Por lo tanto, desde el punto de vista del origen, Tomás sostenía que el Estado
era independiente de la Iglesia y por ende, del Papado. Concluyendo que con el
Estado aparece el concepto del ciudadano autónomo e independiente del poder
eclesiástico, a pesar que desde el punto de vista de la fe, éste pertenece al
rebaño de Cristo.
Este
innovador pensamiento, acompañado por un creciente proceso de secularización,
inaugura una poderosa corriente política que terminará cuestionando los
fundamentos totalizadores de la autoridad tal como la entendía el Papado.
Bonifacio,
lejos de buscar el equilibrio, se preparó para la contienda que se avecinaba,
ya que los reyes de Francia e Inglaterra daban claros indicios de pretender
socavar su autoridad. El conflicto se desencadenó al ser integrada Escocia al
reino de Inglaterra en 1292. A pesar de ello, el monarca escocés se inclinó
por la guerra, desconociendo la unión forzada de los dos reinos. Esta crisis
favoreció al rey de Francia Felipe el Hermoso, que aprovechó el conflicto para
recuperar territorios continentales.
Eduardo
I, con la ayuda del rey alemán, Adolfo de Nassau, declaró la guerra a Francia
con la excusa de recuperar territorios imperiales. La guerra comenzó en
junio de 1297 con el desembarco de Eduardo en Flandes.
Estos
acontecimientos aceleraron la crisis que se gestaba contra la facultad que el
Papado se arrogaba de intervenir sobre los pueblos y sus príncipes, por el mero
hecho de ser miembros de la Iglesia.
Felipe
el Hermoso y Eduardo, a punto de enfrentarse, habían rivalizado en gastos
militares y para solventarlos cargaron con impuestos a los bienes de la Iglesia;
Bonifacio VIII creyó que era el momento apropiado para recordarle a los
príncipes,
los límites que le asignaba la teoría hierocrática al poder temporal. La bula
Clericis Laicos (1296) prohibía
terminantemente a los laicos cobrar impuestos a los clérigos sin consentimiento
del Papa, amenazando con la excomunión a los religiosos que desobedecieran y a
los funcionarios seculares que recibieran el dinero. No era precisamente el Pontífice
quien desconocía las tradiciones sobre las inmunidades financieras del clero
vigentes desde fines del imperio romano, sino los reyes.
Eduardo
y Felipe no sólo no acataron la bula y continuaron recaudando el impuesto
prohibido, sino que este último impidió la salida de monedas y letras de crédito
fuera del reino, haciéndole perder al Papado las rentas que le enviaba Francia.
Esta medida lesionaba al poder espiritual en sus intereses vitales, al mismo
tiempo, que convertía al estado en paladín del descontento nacional, contra la
explotación de la Iglesia territorial por el fiscalismo de Roma.

Objetivo
Reescribe de forma más breve el párrafo del documento que empieza con «Felipe el Hermoso y Eduardo, a punto de enfrentarse» y conserva sus datos principales.

Datos de etiquetado de coordenadas

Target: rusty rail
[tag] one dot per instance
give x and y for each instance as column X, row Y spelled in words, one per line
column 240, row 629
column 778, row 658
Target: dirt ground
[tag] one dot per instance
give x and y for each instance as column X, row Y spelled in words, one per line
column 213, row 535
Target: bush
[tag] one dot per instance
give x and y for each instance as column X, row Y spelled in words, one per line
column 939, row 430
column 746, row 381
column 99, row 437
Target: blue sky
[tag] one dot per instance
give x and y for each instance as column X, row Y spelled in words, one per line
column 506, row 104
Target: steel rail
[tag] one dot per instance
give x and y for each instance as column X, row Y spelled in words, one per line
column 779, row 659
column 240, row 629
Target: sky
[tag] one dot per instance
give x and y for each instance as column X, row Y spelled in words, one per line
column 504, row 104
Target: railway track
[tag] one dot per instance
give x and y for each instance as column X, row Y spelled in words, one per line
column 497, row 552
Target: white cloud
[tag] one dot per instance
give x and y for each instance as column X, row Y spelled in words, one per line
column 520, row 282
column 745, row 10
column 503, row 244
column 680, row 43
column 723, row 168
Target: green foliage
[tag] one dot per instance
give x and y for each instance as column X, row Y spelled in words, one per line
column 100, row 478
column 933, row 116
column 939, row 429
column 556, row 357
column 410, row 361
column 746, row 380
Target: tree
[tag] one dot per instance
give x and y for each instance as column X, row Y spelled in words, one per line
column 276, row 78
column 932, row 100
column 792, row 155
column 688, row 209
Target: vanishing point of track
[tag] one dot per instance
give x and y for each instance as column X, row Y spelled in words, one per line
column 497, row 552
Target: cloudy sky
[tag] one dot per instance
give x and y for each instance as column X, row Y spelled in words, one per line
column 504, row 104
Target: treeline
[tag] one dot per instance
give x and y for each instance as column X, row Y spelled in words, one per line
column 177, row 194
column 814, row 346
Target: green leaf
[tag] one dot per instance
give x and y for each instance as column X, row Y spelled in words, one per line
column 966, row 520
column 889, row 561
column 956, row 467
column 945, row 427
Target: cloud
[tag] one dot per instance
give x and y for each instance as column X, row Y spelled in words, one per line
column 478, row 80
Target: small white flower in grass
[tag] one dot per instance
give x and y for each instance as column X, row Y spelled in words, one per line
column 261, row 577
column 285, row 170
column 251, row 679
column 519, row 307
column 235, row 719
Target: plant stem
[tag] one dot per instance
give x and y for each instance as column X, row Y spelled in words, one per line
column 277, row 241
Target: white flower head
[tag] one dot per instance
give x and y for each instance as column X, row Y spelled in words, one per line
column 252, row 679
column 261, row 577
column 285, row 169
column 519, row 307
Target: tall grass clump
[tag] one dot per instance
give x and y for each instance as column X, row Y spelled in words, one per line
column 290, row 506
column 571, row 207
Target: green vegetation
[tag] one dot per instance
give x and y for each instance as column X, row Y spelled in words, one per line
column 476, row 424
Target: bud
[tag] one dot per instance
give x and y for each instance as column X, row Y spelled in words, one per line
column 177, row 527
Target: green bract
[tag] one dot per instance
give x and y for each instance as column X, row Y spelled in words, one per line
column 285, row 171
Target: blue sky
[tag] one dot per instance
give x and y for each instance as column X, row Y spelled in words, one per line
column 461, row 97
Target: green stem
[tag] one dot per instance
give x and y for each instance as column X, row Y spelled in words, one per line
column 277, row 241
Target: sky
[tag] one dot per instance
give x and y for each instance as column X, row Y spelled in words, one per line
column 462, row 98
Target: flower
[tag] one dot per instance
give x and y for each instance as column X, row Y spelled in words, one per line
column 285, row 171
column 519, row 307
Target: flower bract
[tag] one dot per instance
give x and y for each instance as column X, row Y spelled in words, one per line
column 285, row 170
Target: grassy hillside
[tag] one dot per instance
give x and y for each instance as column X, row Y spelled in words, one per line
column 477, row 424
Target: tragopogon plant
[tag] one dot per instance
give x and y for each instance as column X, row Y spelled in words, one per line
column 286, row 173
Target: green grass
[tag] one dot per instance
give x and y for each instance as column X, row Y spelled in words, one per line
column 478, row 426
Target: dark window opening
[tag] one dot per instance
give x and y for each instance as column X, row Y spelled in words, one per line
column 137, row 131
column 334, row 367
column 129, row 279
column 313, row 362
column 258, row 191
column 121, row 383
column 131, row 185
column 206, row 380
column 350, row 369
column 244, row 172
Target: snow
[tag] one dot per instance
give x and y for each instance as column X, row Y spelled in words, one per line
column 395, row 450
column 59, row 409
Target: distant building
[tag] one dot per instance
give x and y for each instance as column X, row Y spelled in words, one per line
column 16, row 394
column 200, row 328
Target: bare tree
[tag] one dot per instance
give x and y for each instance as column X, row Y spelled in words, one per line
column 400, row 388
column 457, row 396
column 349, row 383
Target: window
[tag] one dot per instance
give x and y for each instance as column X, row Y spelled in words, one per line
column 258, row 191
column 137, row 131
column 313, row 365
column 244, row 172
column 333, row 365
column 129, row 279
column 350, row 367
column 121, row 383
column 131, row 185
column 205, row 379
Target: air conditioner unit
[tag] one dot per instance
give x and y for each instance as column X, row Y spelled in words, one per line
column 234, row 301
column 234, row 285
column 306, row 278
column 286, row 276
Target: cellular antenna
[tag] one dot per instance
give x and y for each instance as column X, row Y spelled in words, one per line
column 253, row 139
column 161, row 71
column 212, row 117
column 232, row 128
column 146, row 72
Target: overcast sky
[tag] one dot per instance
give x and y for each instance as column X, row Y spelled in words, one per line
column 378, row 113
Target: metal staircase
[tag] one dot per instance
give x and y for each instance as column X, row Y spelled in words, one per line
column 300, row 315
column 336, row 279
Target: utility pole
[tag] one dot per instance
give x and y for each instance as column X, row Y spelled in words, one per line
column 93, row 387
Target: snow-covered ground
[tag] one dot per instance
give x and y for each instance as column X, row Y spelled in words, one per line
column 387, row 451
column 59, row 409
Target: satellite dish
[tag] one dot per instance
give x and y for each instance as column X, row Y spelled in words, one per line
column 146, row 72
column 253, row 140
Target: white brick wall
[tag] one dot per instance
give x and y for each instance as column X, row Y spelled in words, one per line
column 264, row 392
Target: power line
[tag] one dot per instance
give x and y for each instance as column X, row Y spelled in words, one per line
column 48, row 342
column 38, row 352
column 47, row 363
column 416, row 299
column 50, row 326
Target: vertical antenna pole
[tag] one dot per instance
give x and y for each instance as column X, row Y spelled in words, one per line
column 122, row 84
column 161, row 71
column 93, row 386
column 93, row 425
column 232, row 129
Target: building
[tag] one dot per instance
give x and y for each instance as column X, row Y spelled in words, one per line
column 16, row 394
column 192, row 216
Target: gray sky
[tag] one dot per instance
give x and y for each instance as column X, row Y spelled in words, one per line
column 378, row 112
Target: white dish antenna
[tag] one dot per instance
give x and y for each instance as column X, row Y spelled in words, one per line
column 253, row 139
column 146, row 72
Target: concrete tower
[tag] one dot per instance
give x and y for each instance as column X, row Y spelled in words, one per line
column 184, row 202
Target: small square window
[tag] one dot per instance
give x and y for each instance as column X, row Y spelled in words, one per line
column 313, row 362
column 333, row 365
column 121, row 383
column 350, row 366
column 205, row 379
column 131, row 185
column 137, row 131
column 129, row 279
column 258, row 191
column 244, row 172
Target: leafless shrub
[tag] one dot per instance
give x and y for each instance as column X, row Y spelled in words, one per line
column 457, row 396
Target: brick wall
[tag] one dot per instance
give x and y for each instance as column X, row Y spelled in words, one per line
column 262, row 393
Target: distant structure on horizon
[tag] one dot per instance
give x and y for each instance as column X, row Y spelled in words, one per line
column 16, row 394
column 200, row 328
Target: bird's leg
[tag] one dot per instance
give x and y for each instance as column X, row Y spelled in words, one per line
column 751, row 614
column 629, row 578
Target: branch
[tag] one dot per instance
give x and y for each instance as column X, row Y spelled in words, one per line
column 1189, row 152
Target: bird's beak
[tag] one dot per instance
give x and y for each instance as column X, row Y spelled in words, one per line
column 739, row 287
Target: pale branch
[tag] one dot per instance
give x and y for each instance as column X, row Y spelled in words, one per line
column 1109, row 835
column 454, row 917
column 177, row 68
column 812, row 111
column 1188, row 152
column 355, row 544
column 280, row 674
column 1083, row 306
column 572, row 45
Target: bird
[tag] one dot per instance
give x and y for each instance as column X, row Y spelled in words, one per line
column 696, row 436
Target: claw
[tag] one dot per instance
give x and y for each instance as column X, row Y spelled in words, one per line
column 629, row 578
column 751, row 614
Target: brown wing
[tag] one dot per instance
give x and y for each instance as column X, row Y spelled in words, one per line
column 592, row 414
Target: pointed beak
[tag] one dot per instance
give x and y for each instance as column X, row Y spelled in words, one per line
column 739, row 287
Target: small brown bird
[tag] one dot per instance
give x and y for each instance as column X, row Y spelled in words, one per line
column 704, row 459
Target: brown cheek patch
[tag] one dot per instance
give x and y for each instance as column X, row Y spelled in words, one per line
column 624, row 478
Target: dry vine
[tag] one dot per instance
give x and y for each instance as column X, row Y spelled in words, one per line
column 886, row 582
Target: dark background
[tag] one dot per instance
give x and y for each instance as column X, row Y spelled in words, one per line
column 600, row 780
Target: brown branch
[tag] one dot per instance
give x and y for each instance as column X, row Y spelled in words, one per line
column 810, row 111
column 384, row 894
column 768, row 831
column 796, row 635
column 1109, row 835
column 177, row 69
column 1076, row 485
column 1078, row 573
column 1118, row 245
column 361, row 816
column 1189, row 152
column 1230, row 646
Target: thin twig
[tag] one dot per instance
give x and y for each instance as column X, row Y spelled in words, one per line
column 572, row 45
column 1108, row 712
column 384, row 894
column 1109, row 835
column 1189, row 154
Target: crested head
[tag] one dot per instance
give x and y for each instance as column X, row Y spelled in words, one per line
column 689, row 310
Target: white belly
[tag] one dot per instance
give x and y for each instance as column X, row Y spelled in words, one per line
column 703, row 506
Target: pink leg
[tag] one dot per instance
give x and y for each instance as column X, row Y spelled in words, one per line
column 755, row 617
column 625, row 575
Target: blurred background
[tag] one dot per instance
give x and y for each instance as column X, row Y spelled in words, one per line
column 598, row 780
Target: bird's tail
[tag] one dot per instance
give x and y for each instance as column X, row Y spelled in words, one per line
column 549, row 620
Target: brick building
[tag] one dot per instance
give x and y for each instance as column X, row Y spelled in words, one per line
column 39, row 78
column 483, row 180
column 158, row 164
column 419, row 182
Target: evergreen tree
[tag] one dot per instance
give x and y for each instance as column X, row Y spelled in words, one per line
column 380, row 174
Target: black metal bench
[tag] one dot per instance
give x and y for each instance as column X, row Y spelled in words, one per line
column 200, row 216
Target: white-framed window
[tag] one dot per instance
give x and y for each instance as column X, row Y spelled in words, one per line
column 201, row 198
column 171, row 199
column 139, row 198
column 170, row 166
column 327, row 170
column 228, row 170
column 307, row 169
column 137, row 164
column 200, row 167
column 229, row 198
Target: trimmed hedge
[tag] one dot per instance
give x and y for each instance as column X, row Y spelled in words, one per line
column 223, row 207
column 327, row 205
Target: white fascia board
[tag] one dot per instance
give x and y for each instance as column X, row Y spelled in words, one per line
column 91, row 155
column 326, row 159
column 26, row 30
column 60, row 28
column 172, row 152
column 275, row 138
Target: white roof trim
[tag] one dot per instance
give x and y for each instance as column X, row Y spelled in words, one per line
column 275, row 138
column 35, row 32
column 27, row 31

Resultado
Felipe el Hermoso y Eduardo, a punto de enfrentarse, competían en gastos militares y los costearon con impuestos a los bienes de la Iglesia. Bonifacio VIII lo vio como el momento para recordar a los príncipes los límites que la teoría hierocrática fijaba al poder temporal. La bula Clericis Laicos (1296) prohibía a los laicos cobrar impuestos a los clérigos sin consentimiento del Papa. Amenazaba con la excomunión a los religiosos que desobedecieran y a los funcionarios seculares que recibieran el dinero. No era el Pontífice quien ignoraba las tradiciones sobre las inmunidades financieras del clero, vigentes desde fines del imperio romano, sino los reyes.